= PROBLEM REQUIREMENTS =
Set out every line of the records below as a numbered list, leaving out blank lines and the pictures.

-- Start DATA SUPPLIED --

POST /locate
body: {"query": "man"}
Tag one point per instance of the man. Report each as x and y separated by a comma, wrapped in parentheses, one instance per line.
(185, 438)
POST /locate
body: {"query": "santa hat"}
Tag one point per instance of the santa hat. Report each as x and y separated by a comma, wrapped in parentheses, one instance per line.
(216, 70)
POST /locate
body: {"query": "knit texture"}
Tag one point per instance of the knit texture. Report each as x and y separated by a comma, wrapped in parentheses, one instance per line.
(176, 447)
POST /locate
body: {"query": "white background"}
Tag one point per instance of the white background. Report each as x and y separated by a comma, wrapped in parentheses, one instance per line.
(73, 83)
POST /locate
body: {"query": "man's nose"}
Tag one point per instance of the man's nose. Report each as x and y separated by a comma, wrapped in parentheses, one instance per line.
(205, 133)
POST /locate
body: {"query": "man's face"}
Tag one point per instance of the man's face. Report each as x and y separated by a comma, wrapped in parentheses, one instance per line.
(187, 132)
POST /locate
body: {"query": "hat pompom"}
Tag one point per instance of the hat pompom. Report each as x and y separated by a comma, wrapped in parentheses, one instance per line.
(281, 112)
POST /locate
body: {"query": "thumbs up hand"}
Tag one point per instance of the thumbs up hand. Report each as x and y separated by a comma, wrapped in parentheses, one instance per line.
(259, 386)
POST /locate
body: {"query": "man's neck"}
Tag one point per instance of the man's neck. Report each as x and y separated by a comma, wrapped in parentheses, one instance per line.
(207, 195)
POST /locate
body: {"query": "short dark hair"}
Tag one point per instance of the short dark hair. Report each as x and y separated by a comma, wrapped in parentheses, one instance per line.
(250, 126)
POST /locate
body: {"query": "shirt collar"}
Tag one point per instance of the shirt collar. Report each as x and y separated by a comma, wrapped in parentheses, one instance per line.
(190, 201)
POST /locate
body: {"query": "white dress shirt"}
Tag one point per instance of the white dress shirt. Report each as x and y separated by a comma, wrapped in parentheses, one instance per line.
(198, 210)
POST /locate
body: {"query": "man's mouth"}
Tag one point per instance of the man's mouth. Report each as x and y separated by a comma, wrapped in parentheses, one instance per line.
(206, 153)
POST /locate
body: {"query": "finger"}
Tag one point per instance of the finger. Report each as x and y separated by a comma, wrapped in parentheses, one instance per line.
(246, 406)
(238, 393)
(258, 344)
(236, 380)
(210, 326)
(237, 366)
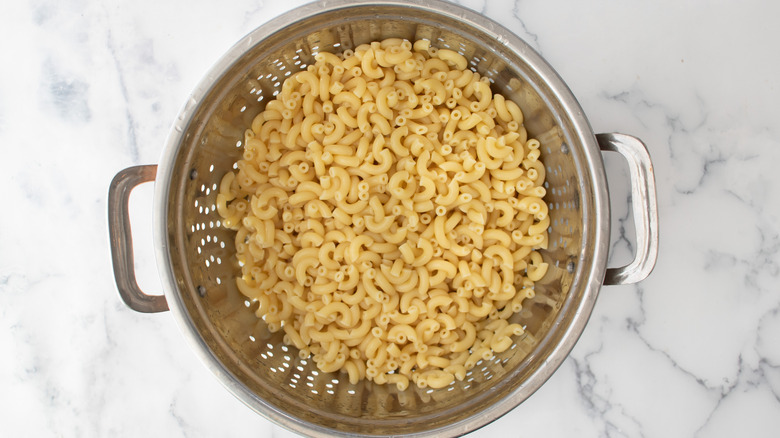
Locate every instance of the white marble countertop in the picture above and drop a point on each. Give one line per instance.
(90, 87)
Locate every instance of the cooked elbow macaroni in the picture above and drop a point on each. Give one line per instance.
(388, 209)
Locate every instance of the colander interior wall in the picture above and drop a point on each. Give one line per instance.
(279, 383)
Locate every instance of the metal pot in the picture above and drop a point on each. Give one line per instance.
(194, 252)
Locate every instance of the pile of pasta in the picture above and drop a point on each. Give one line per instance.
(388, 213)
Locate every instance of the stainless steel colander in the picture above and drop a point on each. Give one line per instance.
(195, 254)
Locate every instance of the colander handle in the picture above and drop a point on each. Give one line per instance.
(644, 203)
(122, 240)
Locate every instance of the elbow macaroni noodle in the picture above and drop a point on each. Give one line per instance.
(388, 209)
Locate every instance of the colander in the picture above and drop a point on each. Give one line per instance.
(195, 254)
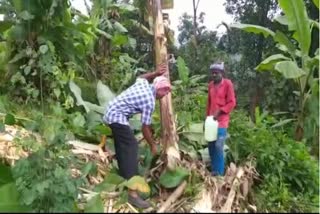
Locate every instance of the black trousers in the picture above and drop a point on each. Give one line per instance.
(126, 147)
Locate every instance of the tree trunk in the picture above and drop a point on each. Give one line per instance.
(195, 27)
(169, 136)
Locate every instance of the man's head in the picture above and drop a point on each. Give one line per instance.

-- End DATA SUPPLIED --

= SOLUTION FOR THIS PROBLEM =
1. POST /locate
2. body: {"query": "man"}
3. Tag one point per instance of the man. Report each as x and y separated by a comma, wrapped in parentheses, one instance per line.
4. (185, 438)
5. POST /locate
6. body: {"query": "santa hat"}
7. Tag one point per instance of the santa hat. Report each as x and y separated by a comma, wrapped in parentheses, one instance per line.
8. (216, 70)
9. POST /locate
10. body: {"query": "knit texture"}
11. Tag one point per instance of the knit texture. Report each as x and y separated by a comma, wrapped in parentheses, one instance per line.
12. (176, 447)
13. POST /locate
14. body: {"query": "white background"}
15. Tag one point per instance of the white background. Report each as x and y separated by a comma, wrapped in parentheses, one instance per line.
16. (73, 83)
17. POST /locate
18. body: {"query": "man's nose"}
19. Tag one point per instance of the man's nose. Report each as x and y separated by a comma, wrapped in parentheses, one instance per line.
20. (205, 133)
21. POST /locate
22. body: {"query": "man's face"}
23. Tag one point per instance of the man's face. Report each as x and y separated by a comma, wrapped in parentheses, one instance per line.
24. (187, 132)
25. POST /locate
26. body: {"query": "hat pompom"}
27. Tag one point per instance of the hat pompom. Report each as x and y separated by a comma, wrapped in parentheses, one instance per line.
28. (281, 112)
29. POST /locate
30. body: {"query": "thumbs up hand"}
31. Tag one point per instance of the thumbs up hand. Report each as x and y separated by a comma, wrapped in parentheses, one instance per line.
32. (259, 386)
33. POST /locate
34. body: {"query": "man's neck"}
35. Tag one point per instance of the man's neck. Report each as x and y separated by a comma, wrapped in parentheses, one instance per line.
36. (207, 195)
37. POST /locate
38. body: {"query": "short dark hair"}
39. Tag one point per instance of the short dark hair. Report each as x and y separated by a comma, wrapped in parentheses, one instance per line.
40. (250, 126)
41. POST /locate
42. body: {"query": "shirt collar"}
43. Tag one point per instance of the shirt collar. Report each as x and y separated by a comma, wrapped in parentheses, one instance per line.
44. (190, 201)
45. POST /locate
46. body: {"query": "white dress shirt"}
47. Tag one point per instance of the white dress shirt. Report each as x and y separated by a comma, wrapped in parentheses, one instance per line.
48. (198, 210)
49. POST /locate
50. body: {"query": "man's mouth"}
51. Tag one point per instance of the man's mouth. Report each as x and y separated by a comma, wrapped in parentheses, one instance per line.
52. (206, 153)
53. POST /locate
54. body: {"query": "finger"}
55. Tag one point per instance of the finger. Report each as x and y separated by a comma, wrapped in parentheses, one instance per line.
56. (246, 406)
57. (238, 393)
58. (258, 344)
59. (236, 380)
60. (210, 326)
61. (237, 366)
62. Locate every instance of the white marble countertop in the picture above and drop a point on each. Give one line per instance.
63. (90, 87)
64. Locate every instance of the cooked elbow macaroni in the picture above and drop a point on each. Give one line per instance.
65. (388, 209)
66. Locate every instance of the colander interior wall in the picture above and drop a point on each. Give one line per instance.
67. (279, 383)
68. Locate every instance of the metal pot in the picture above and drop a point on each. Give one line per instance.
69. (194, 252)
70. Locate every instance of the pile of pasta in the picture above and drop a point on each. Give one line per instance.
71. (388, 213)
72. Locate every instance of the stainless steel colander in the picture above and drop a point on each. Give one line per instance.
73. (195, 254)
74. Locate every instance of the colander handle in the picture above and drop a point on each. Give one line per instance.
75. (644, 203)
76. (122, 240)
77. Locate every instance of the elbow macaroni noodle in the picture above and drop a point on each. Give one line per instance.
78. (388, 209)
79. Locate every instance of the colander in the picture above and drop a point on each. Give one line per instance.
80. (195, 254)
81. Locate every instance of the black trousers in the picture above and drop a point on each. Give one line per instance.
82. (126, 147)
83. Locate every instance of the tree trunk in the picture above and drop a point on each. Give one line per instance.
84. (195, 27)
85. (169, 136)
86. Locate every instance of the man's head in the picture above and drop a point on each. Give one line per instance.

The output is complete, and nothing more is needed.